» **WHAT THE TASK REQUIRES**
Please report every line in the entries that contains the string "white".

▼

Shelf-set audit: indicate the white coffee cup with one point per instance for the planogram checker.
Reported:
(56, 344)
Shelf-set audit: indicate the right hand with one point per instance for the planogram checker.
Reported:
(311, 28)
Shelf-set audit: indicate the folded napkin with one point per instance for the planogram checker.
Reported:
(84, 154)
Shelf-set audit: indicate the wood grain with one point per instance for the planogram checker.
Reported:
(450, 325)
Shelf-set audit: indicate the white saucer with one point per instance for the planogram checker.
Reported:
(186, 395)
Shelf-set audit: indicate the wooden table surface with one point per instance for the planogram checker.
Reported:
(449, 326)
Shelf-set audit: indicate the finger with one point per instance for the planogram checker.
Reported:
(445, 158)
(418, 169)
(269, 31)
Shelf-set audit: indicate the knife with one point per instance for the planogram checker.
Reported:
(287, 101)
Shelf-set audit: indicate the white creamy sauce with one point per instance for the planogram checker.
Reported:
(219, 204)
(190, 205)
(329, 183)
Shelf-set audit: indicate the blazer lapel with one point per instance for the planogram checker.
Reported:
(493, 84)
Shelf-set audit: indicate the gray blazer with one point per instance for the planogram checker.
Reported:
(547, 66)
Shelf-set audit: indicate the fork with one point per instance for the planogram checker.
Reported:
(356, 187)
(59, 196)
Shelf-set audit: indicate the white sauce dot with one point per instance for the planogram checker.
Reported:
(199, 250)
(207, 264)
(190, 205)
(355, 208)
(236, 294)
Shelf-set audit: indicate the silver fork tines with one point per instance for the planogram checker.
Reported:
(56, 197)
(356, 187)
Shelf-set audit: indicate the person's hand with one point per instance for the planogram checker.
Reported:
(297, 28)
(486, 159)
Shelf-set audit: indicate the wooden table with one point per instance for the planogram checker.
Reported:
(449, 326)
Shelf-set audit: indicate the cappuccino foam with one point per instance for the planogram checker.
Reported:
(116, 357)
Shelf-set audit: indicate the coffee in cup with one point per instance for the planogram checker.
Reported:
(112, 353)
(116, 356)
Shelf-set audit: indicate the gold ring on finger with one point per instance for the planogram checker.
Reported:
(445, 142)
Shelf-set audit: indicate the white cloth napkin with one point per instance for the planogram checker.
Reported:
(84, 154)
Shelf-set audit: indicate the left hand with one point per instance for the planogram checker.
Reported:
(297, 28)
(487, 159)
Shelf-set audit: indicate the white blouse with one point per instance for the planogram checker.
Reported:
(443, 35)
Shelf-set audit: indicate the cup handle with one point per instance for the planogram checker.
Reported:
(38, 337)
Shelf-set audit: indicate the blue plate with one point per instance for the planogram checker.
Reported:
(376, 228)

▲

» **THE COMPLETED TASK**
Shelf-set audit: indicate the white coffee cup with one point per instance for the planogram checker.
Shelf-set audit: indicate the white saucer with one point per instance for the planogram checker.
Shelf-set audit: indicate the white creamy sauce with one point per instance for the planogram checker.
Shelf-set audit: indicate the white sauce dot with one point per instance for the planogram checker.
Shelf-set audit: indicate the white cloth napkin with one point per instance for the planogram checker.
Shelf-set audit: indicate the white blouse with one point per instance for the planogram checker.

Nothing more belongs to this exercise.